DATA SUPPLIED:
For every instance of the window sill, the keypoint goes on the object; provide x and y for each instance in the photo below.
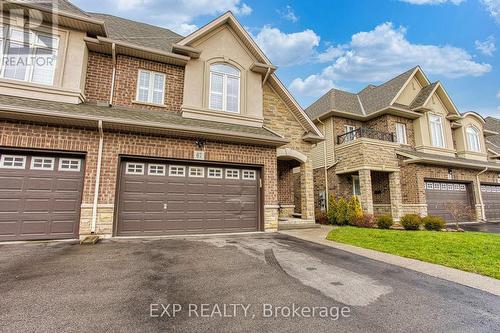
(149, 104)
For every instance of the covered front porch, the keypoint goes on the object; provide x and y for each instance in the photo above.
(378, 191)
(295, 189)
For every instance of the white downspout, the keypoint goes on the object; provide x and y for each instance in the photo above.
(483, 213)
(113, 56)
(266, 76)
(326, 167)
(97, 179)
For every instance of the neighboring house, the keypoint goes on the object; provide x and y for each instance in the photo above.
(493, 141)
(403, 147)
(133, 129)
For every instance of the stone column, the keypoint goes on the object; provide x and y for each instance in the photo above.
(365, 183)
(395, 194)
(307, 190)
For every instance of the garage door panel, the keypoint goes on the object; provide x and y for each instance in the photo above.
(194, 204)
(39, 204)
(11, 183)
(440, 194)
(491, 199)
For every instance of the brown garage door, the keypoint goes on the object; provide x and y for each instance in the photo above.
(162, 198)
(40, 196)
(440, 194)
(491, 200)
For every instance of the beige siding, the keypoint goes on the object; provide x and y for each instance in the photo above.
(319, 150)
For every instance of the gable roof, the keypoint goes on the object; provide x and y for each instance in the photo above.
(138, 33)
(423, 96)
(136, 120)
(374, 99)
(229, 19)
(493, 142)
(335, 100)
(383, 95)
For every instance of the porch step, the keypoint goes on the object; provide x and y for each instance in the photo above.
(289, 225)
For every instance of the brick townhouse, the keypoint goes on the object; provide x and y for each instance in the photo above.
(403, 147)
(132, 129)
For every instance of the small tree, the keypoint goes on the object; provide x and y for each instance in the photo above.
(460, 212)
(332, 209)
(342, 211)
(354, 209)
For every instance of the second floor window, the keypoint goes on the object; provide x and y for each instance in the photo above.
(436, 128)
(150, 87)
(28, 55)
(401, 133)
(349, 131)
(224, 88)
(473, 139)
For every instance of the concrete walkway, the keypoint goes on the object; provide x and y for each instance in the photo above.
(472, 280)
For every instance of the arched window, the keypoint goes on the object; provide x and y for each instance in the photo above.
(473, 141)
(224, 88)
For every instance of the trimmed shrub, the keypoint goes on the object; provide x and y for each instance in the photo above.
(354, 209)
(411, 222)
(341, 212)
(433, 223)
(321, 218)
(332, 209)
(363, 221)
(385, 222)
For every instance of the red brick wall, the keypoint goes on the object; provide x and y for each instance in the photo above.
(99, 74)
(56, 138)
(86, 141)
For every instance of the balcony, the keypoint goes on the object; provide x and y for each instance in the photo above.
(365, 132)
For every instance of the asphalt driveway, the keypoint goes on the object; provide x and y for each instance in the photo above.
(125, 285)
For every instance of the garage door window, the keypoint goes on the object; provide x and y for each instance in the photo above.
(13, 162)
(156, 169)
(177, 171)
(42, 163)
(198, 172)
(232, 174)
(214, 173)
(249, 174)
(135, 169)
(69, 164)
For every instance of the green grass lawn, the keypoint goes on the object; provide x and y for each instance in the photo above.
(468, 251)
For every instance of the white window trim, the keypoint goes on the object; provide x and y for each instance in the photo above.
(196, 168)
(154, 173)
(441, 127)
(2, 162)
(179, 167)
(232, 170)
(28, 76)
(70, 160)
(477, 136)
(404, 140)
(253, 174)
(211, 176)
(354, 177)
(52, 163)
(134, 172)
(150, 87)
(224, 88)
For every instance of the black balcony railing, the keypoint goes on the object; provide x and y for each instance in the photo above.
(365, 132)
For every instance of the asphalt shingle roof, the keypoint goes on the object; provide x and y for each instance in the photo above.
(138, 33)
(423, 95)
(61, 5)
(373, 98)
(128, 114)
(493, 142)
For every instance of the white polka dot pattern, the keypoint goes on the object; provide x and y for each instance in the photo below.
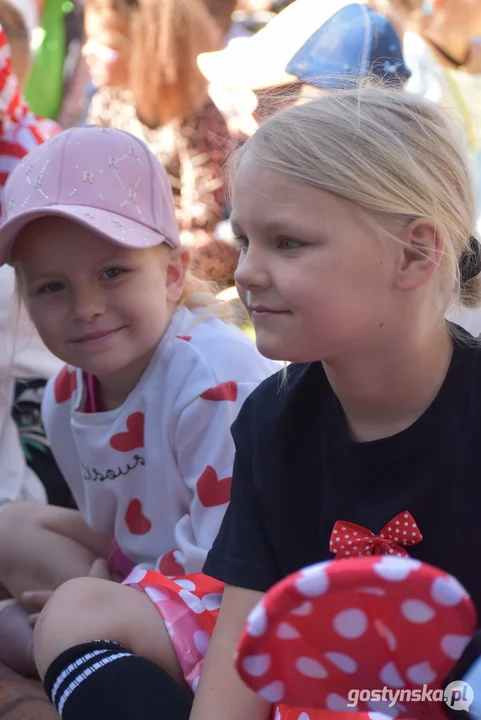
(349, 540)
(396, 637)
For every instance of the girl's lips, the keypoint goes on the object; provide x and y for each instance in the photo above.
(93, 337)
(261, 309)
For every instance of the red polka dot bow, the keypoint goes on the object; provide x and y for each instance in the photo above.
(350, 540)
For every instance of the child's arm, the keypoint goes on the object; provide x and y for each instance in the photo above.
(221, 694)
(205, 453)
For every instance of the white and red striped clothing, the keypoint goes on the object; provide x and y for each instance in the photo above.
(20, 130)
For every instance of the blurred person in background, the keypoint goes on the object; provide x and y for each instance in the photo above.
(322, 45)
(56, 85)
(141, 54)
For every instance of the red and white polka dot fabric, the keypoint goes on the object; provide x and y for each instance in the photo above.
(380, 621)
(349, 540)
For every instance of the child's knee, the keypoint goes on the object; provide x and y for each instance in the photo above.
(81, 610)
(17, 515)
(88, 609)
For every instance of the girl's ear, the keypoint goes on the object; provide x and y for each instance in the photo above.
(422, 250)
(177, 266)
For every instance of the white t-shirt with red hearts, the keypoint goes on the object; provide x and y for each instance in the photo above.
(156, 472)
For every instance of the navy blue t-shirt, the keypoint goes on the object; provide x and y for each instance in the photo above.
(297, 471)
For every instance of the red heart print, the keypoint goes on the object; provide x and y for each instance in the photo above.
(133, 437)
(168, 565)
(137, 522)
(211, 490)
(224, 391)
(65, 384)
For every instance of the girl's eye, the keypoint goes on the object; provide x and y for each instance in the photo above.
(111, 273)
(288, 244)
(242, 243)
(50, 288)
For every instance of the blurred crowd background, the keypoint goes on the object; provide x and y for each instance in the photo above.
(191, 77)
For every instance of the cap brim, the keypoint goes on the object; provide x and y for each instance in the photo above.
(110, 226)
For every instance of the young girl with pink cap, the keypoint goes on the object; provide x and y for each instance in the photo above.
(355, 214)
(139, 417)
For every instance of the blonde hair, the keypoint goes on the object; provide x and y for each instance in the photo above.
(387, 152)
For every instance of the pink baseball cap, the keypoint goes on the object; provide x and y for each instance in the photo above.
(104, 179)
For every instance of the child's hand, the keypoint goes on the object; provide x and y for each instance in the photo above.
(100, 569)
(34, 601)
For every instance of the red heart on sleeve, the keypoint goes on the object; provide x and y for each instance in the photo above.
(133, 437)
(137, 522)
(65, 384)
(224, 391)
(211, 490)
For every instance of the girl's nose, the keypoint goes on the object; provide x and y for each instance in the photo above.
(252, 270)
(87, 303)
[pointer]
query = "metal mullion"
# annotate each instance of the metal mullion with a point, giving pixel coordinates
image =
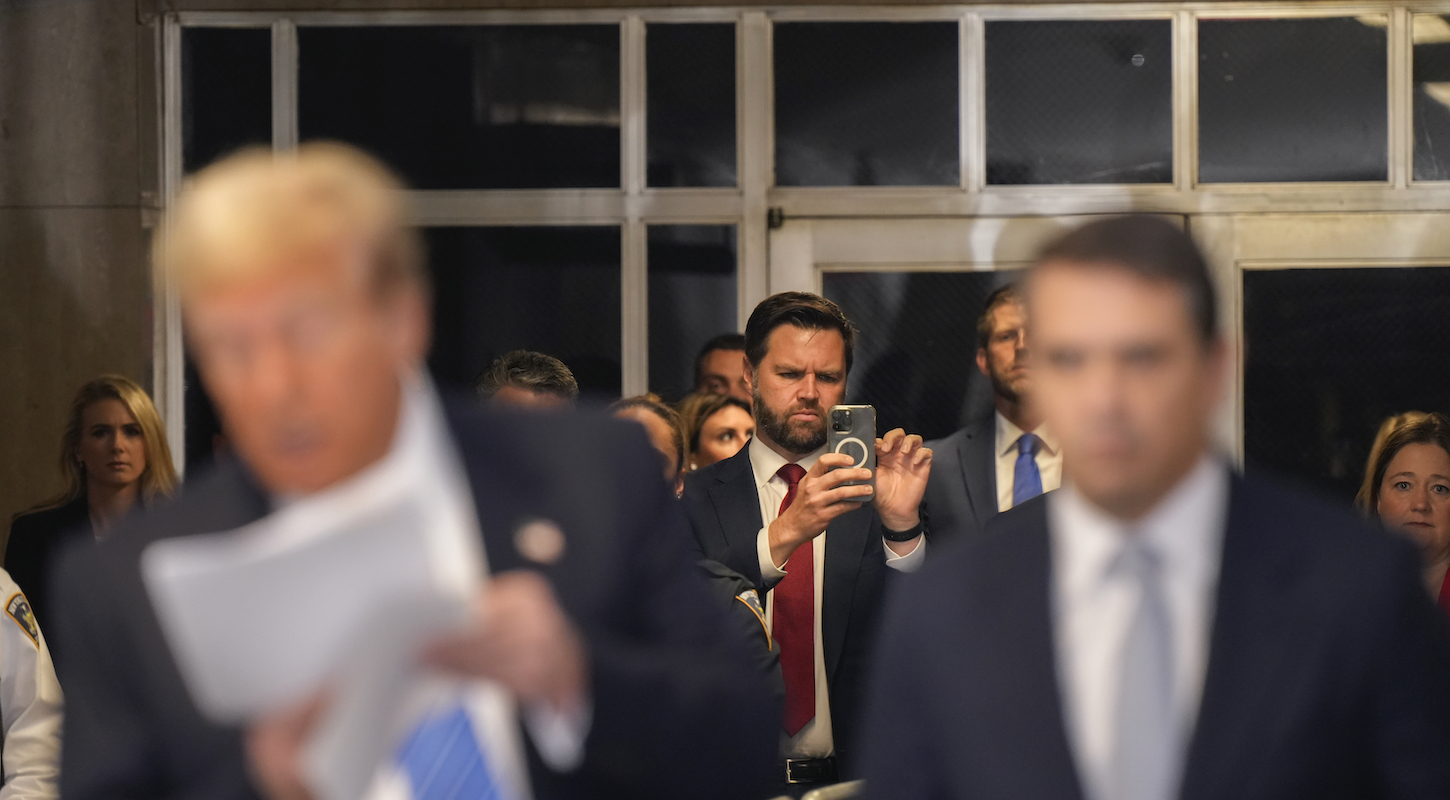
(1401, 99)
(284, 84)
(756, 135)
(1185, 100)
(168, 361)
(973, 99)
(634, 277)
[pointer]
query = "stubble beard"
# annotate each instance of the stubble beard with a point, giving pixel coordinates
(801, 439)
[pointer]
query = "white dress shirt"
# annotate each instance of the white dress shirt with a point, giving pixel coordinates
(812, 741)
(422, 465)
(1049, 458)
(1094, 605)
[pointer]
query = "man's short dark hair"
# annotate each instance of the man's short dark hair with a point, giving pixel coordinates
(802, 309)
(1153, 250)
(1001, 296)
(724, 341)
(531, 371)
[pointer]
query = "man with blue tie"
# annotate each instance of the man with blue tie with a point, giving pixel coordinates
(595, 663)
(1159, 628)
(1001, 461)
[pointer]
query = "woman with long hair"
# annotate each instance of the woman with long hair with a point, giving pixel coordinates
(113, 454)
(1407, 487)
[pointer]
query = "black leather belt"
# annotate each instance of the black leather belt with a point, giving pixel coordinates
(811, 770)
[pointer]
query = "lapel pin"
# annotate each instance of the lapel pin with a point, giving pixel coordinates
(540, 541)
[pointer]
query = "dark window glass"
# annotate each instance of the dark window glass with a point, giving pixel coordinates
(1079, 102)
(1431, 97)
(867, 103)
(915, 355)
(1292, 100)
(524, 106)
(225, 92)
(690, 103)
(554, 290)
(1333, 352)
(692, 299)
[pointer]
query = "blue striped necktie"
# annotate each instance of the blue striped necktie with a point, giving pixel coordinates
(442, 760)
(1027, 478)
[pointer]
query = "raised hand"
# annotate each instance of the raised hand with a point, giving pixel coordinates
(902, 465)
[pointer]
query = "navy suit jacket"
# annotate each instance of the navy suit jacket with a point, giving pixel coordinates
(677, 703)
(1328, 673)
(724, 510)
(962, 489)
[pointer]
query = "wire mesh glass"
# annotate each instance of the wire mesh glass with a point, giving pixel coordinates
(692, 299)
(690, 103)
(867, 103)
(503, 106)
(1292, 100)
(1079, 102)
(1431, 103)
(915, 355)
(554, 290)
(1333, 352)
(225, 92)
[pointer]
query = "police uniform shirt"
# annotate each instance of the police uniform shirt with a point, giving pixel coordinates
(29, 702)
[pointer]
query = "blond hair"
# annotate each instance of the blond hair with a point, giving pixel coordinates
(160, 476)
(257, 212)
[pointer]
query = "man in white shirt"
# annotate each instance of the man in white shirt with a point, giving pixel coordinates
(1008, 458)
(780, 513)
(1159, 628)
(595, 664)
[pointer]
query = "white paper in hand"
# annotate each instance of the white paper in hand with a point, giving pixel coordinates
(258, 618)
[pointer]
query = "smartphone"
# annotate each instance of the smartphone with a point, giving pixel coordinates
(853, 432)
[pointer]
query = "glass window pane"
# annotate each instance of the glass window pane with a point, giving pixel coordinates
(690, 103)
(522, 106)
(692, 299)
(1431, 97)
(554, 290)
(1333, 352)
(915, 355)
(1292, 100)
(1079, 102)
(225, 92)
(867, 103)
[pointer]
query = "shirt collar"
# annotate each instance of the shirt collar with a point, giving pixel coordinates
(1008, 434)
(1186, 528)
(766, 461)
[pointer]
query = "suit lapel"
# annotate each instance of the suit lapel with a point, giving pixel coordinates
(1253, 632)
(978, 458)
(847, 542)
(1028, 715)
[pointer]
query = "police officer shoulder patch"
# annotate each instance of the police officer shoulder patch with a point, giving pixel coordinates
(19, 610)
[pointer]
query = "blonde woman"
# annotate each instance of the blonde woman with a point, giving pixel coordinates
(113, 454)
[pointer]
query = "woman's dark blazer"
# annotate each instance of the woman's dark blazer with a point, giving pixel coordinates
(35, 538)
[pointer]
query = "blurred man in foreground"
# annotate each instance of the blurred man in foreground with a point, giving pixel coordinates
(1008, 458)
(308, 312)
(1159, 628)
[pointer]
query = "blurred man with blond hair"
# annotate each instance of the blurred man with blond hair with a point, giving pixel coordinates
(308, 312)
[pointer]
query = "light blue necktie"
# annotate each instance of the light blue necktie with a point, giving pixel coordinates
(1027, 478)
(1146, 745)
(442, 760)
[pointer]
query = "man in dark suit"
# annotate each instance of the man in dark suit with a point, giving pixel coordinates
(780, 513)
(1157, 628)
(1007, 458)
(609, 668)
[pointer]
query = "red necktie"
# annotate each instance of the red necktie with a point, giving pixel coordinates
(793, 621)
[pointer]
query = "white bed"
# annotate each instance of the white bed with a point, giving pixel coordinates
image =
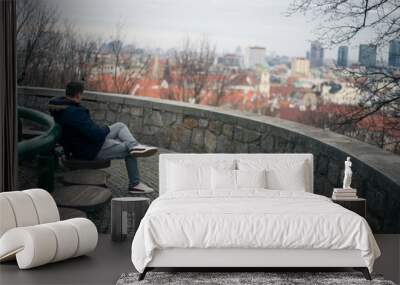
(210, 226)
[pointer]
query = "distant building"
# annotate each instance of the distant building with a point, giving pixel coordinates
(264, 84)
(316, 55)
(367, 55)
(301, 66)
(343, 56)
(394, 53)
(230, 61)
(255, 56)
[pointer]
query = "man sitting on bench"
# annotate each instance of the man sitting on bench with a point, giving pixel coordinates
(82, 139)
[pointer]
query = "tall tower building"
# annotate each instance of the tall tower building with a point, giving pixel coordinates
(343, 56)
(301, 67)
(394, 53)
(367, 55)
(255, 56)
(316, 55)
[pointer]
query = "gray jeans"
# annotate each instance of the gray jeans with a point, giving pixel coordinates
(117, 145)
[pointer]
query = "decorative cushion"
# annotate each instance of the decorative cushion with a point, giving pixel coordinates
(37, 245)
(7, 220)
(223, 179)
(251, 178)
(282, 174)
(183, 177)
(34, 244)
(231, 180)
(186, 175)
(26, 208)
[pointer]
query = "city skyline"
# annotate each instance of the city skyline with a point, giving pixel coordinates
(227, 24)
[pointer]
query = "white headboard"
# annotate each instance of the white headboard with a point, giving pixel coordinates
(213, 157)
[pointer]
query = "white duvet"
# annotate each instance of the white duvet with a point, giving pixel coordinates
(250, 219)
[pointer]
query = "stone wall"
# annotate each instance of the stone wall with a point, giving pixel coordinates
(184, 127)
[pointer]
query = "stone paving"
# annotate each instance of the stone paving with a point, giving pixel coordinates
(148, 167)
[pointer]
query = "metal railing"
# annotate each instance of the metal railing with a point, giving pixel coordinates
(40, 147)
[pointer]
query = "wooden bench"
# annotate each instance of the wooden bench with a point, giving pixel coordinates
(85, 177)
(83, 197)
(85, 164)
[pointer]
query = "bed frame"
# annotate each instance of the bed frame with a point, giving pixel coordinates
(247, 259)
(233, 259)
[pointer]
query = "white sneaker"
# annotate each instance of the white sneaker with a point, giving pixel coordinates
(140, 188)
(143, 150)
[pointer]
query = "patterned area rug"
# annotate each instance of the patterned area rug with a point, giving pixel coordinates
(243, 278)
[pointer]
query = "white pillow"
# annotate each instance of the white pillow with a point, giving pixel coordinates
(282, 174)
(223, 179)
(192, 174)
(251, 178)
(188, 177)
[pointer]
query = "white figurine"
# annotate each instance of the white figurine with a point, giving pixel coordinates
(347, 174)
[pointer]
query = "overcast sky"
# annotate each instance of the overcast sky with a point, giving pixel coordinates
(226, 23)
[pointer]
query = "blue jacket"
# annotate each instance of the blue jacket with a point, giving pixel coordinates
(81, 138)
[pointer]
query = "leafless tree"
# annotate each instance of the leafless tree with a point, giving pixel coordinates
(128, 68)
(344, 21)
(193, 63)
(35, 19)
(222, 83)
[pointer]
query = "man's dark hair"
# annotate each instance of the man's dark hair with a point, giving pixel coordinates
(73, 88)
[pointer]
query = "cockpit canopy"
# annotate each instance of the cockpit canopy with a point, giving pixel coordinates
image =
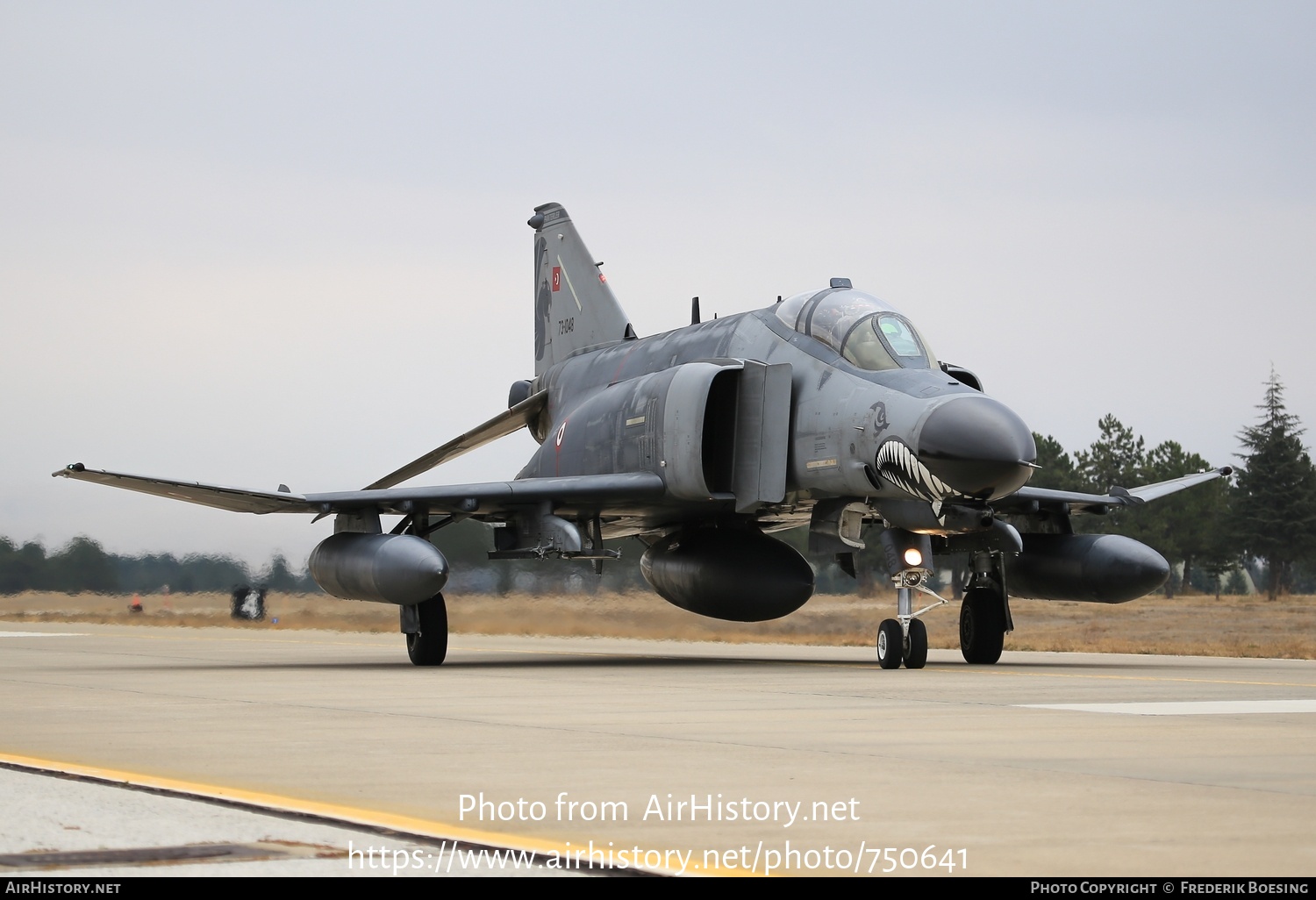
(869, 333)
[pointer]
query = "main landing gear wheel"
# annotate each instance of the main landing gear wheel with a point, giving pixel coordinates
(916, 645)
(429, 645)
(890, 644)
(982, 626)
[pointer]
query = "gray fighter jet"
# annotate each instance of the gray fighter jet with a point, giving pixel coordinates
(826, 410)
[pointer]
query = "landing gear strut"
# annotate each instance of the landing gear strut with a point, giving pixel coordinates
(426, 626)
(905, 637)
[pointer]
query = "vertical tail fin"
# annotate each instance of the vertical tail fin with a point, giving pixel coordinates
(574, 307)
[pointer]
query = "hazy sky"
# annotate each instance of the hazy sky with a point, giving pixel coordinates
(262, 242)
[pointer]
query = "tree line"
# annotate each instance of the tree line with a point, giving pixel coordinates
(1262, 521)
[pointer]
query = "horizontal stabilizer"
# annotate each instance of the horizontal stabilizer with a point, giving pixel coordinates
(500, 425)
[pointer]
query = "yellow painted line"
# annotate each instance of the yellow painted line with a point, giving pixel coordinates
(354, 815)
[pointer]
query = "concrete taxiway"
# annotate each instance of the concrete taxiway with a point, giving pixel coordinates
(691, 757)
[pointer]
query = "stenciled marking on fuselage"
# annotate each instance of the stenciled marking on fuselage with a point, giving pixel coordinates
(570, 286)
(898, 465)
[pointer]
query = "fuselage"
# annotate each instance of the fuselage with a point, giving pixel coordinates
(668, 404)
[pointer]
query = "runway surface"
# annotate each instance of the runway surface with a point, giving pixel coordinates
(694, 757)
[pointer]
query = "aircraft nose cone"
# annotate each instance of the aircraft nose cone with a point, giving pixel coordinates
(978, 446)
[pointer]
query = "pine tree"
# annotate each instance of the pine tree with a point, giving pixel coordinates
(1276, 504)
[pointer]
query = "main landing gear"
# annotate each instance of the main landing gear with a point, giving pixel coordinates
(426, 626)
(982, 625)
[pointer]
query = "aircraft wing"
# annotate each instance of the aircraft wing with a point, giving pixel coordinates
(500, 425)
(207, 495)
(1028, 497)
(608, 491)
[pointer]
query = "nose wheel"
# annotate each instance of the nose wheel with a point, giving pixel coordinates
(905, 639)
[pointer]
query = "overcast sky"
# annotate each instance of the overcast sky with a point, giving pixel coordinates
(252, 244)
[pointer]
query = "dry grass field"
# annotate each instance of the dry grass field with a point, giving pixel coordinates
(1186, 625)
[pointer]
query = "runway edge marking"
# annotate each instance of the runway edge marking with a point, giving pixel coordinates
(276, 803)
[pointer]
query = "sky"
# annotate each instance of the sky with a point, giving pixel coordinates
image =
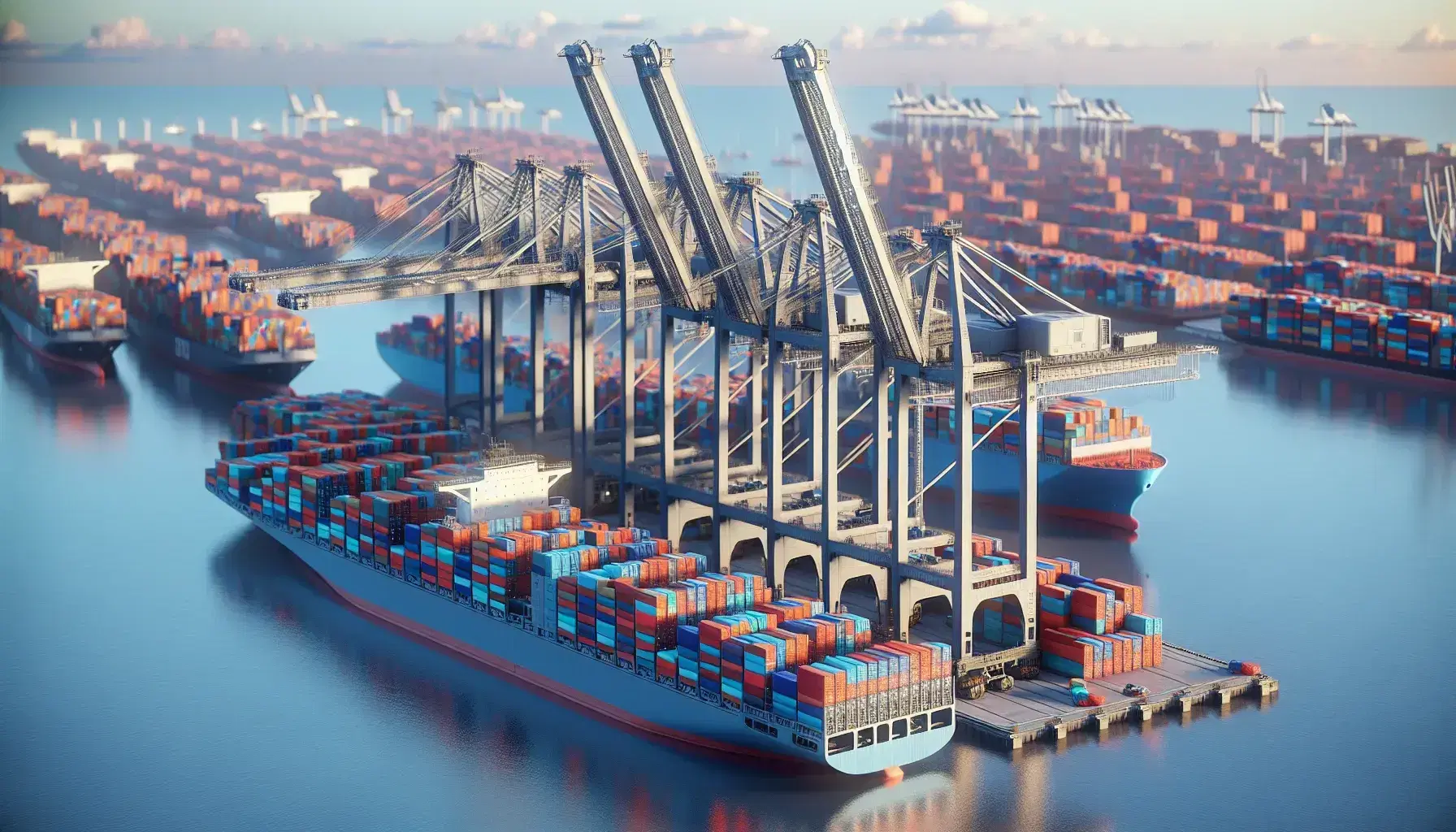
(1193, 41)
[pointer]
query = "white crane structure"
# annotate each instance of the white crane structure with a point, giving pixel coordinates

ACTION ITEM: For each line of the material that contains the word "cockpit", make a copy.

FINISHED EXERCISE:
query = "cockpit canopy"
# annotate each instance of the cockpit canopy with a point, giving pixel coordinates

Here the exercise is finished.